◆ WHAT YOU SHOULD DO ◆
Copy out all of the entries below word for word, leaving out the pictures.

◆ RECORDS FOR THIS EXERCISE ◆

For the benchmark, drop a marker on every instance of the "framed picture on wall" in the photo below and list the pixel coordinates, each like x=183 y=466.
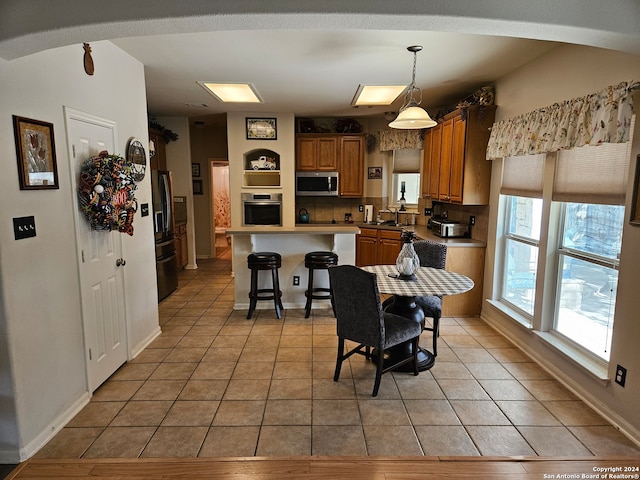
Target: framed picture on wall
x=36 y=152
x=375 y=173
x=261 y=129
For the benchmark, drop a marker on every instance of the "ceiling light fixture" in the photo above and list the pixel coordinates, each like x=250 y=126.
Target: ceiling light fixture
x=368 y=95
x=232 y=92
x=411 y=116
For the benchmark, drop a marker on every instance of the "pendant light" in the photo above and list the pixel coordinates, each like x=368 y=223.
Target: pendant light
x=411 y=116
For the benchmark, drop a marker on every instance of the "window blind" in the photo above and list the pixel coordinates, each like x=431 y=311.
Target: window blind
x=407 y=160
x=523 y=176
x=593 y=174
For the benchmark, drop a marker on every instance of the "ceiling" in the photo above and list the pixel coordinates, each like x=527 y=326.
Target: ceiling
x=316 y=72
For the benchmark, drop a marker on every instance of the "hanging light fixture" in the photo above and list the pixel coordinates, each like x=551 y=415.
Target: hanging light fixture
x=411 y=115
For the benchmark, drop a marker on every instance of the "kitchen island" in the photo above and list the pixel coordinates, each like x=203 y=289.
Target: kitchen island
x=293 y=243
x=465 y=256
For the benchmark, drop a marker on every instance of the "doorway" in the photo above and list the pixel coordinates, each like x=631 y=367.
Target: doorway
x=220 y=205
x=100 y=260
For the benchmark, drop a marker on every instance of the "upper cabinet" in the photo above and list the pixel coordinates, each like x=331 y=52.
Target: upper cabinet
x=317 y=153
x=334 y=152
x=455 y=167
x=350 y=183
x=159 y=160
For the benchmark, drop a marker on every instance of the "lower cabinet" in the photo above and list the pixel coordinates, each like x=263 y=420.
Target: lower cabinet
x=180 y=241
x=377 y=246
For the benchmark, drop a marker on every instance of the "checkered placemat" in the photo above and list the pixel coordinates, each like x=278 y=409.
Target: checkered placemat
x=429 y=281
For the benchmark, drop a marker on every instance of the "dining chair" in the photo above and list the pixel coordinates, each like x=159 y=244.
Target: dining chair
x=361 y=319
x=432 y=255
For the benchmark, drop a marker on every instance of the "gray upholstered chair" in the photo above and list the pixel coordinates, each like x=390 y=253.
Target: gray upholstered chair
x=360 y=319
x=433 y=255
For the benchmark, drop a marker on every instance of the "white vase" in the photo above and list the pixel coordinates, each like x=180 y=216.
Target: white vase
x=407 y=262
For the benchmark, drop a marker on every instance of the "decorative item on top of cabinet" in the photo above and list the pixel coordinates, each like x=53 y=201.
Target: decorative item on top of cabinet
x=458 y=171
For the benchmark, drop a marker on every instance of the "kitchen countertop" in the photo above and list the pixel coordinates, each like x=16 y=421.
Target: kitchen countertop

◆ TASK OUTPUT ◆
For the benchmark, drop a marker on every instance of the "framed picture on wall" in the photo below and list the pixel coordinates, each like x=183 y=466.
Target: framed picture on wall
x=36 y=152
x=375 y=173
x=261 y=129
For the benchmark, drop a marker on every instance of the "ceiling light fixture" in the photo above and list the pixel coordinates, each like x=250 y=126.
Target: ceiling light fixture
x=368 y=95
x=232 y=92
x=411 y=116
For the benchmark, drop a marker on every instance of the "pendant light" in the photo above and list the pixel coordinates, each like x=368 y=223.
Target: pendant light
x=411 y=116
For the benchmark, drop a marker on every instance of the "window blind" in the photo above and list the pixel coordinates, each like x=431 y=311.
Target: window blind
x=407 y=160
x=523 y=176
x=593 y=174
For the benchmark, drop a marker on every instance of the "ceiling" in the photo above and list the pixel coordinates, each like x=527 y=326.
Target: ceiling
x=316 y=72
For the benchmark, drop a marker on every instance of the "hanging light fixture" in the photo above and list the pixel coordinates, each like x=551 y=415.
Target: hanging light fixture
x=411 y=115
For the benchmark, drop a marker on every instance of the "kitchen island" in the photo above and list the pixel coordinates, each like x=203 y=289.
Target: kitchen island
x=293 y=243
x=465 y=256
For the benchmark, drop a marker on every instance of the "doorway" in the photo above and list the pixel coordinates, each like x=631 y=367.
Target: doorway
x=220 y=205
x=100 y=260
For the benchmark, drop a marker on every instance of the "upper cabinet" in the photo above and list the pixel coordinates, each like x=331 y=52.
Target: upper cabinet
x=317 y=153
x=334 y=152
x=455 y=167
x=350 y=183
x=159 y=160
For the benchmark, drop a marker on every instance of the "lower cabinet" in the photo above and list the pixel coordinates, each like x=263 y=420.
Target: lower cabinet
x=180 y=241
x=377 y=246
For the benchmark, drop a marker on every instance of the "checkered placemat" in the photo above and list the pixel coordinates, each like x=278 y=409.
Target: checkered placemat
x=429 y=281
For the benchmark, drop a marker on every instance of the "dining chair" in the photo above and list the pixel coordinates, each like x=159 y=244.
Target: dining chair
x=361 y=319
x=432 y=255
For the benchmark, drop a marker on every instance of the "gray upholstered chair" in the photo above and list the pixel coordinates, each like x=390 y=253.
Target: gray upholstered chair
x=360 y=319
x=433 y=255
For the benchmark, drop a marker on every instance of the "white vase" in the photo above and list the pixel coordinates, each like x=180 y=216.
Target: white vase
x=407 y=262
For the benchmark, drop a marker on every instance of the "decorative item on top of cabinet" in the photo above and list the pixel coordinates, each like x=53 y=201.
Target: decorative item on top of cabinet
x=458 y=171
For the benchmark, drop a marker on every instance of the "kitchen countertop" in the photo above and list the pixel coordinates, each like x=16 y=421.
Target: kitchen countertop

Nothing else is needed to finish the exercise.